Dataset entries
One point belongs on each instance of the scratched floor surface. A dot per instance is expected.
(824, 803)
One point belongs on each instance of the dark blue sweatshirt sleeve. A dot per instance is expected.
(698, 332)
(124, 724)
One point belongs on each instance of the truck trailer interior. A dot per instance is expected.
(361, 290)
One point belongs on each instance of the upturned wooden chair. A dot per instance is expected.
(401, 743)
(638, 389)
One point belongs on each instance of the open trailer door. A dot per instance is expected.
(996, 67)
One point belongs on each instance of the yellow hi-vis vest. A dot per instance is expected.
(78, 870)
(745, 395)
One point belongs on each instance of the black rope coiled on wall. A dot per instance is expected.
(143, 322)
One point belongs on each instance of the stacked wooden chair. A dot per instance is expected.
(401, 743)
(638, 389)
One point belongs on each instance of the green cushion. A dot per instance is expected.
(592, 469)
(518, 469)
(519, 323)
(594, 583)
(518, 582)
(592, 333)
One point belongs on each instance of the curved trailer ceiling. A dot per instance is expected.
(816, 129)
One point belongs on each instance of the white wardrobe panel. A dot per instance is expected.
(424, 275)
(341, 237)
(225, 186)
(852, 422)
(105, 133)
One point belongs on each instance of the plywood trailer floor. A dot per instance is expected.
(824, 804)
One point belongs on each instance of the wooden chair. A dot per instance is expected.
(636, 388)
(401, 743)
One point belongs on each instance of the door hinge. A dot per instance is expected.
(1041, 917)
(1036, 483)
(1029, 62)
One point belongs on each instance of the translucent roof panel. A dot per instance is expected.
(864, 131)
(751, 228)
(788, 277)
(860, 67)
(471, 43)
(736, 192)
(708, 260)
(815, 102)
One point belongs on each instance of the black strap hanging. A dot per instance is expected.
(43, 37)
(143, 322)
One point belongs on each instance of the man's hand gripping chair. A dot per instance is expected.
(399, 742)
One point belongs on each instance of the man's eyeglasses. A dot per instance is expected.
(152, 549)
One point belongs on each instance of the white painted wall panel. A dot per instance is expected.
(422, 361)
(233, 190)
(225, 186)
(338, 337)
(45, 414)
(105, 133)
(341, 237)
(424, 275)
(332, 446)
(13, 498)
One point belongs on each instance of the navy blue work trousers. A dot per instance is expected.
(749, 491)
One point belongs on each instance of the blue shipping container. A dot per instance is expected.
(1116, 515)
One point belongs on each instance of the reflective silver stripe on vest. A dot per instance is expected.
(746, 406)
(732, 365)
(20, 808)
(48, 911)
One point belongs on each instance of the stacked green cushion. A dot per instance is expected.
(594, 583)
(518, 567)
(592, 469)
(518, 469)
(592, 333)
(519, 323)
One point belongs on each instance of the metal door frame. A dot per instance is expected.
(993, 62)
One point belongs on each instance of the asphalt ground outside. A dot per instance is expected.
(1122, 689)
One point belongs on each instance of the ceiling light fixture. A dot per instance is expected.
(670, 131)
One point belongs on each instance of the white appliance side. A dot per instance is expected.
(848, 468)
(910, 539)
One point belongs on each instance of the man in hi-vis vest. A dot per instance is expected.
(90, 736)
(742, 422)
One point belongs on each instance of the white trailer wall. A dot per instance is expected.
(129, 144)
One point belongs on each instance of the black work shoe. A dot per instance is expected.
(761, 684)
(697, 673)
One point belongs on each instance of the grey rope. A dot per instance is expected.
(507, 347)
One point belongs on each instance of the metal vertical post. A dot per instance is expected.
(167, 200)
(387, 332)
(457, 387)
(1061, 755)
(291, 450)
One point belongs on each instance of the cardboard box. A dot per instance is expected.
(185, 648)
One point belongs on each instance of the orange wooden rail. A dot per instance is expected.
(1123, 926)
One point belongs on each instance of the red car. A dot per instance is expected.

▸ **What the task asks**:
Type out the records above again, exactly the same.

▸ **Solution to this task**:
One point belongs on each instance of the scratched floor surface. A dot per instance is expected.
(824, 803)
One point belongs on each instance of the dark blue sweatshirt sleeve. A dot per instance is expected.
(698, 332)
(124, 724)
One point belongs on each instance of the truck trailer interior. A dot per instance is expected.
(361, 290)
One point belongs on each instance of the upturned wooden chair. A dot per instance is expected.
(401, 743)
(638, 389)
One point belongs on each instance of the open trailer door. A dot per instance is expected.
(996, 67)
One point belongs on each instance of the yellow hi-vis vest. A dot per instance is expected.
(78, 870)
(745, 395)
One point belongs on each instance of the black rope coiled on wall. A dot per instance is expected.
(143, 322)
One point belongs on each instance of the stacked wooden chair. A dot per instance is expected.
(401, 743)
(638, 389)
One point belongs on each instance of the green cushion. A dot per instance is expected.
(592, 469)
(518, 469)
(519, 323)
(594, 583)
(518, 582)
(592, 333)
One point belongs on each instance of the curved trailer ceiling. A dot per instance is expected.
(816, 129)
One point belongs on each instance of the white wardrobe panel. A dot per instance is expected.
(424, 275)
(341, 237)
(225, 186)
(852, 422)
(105, 133)
One point belongs on each instance of the plywood trailer floor. A dot per instance is expected.
(824, 804)
One point belongs on each instance of the wooden chair. A dot per instance is expected.
(636, 388)
(401, 743)
One point belongs on each instance of the door hinge. A dot per instance is expected.
(1041, 917)
(1036, 483)
(1029, 62)
One point belongs on each instance of the translucent roof panel. A dot per instance is expected.
(864, 131)
(751, 228)
(788, 277)
(860, 67)
(471, 43)
(736, 192)
(708, 260)
(815, 102)
One point belongs on each instance of the black strap hanging. A dot per instance is expected.
(43, 37)
(143, 322)
One point belongs on each instance of the man's hand gripping chair. A dot per instance is expected.
(399, 742)
One point belongs on each instance of the man's eyeglasses. A dot per instance is expected.
(152, 549)
One point belongs on each instance of the white painted wall panel. A dot per instance is expected.
(422, 361)
(233, 190)
(225, 186)
(338, 337)
(45, 414)
(105, 133)
(341, 237)
(424, 275)
(332, 446)
(13, 498)
One point belongs on each instance of the navy blue work trousers. A dot per instance is expected.
(749, 491)
One point belongs on each instance of the blue shipping container. A dot per instance is expected.
(1116, 515)
One point belongs on each instance of the reflective silver stripe on vest. A dot per instance is expected.
(746, 406)
(732, 365)
(20, 808)
(48, 911)
One point belongs on each instance of the stacked green cushion. A dot per instance is expected.
(594, 583)
(518, 567)
(592, 469)
(518, 469)
(592, 333)
(519, 323)
One point belongs on each instance of the metal door frame. A dot per instance is expected.
(993, 62)
One point belongs on each instance of the asphalt ground outside. A dot per instance is expected.
(1122, 689)
One point belongs on each instance of the ceiling light fixture. A dot per instance is expected.
(670, 131)
One point belongs on each instance of the white appliance side. A dot per instance is expected.
(848, 468)
(910, 539)
One point belongs on each instance of the man in hi-vis vest. A dot per instance is expected.
(90, 736)
(742, 422)
One point belongs on each instance of the white trailer wall. A dot per instance is expected.
(129, 144)
One point belongs on each instance of the black work shoe. A dot per instance is expected.
(761, 684)
(697, 673)
One point belongs on each instance of the grey rope. A dot per instance is expected.
(507, 347)
One point belongs on each instance of the metal vertical post. A dot per instance is expected.
(167, 200)
(387, 332)
(457, 387)
(1061, 755)
(291, 450)
One point belongs on each instance of the cardboard box. A dot per instance is expected.
(185, 648)
One point belongs on each instance of the orange wooden rail. A dot per instance is expected.
(1123, 926)
One point belongs on each instance of the red car. A dot per instance is expected.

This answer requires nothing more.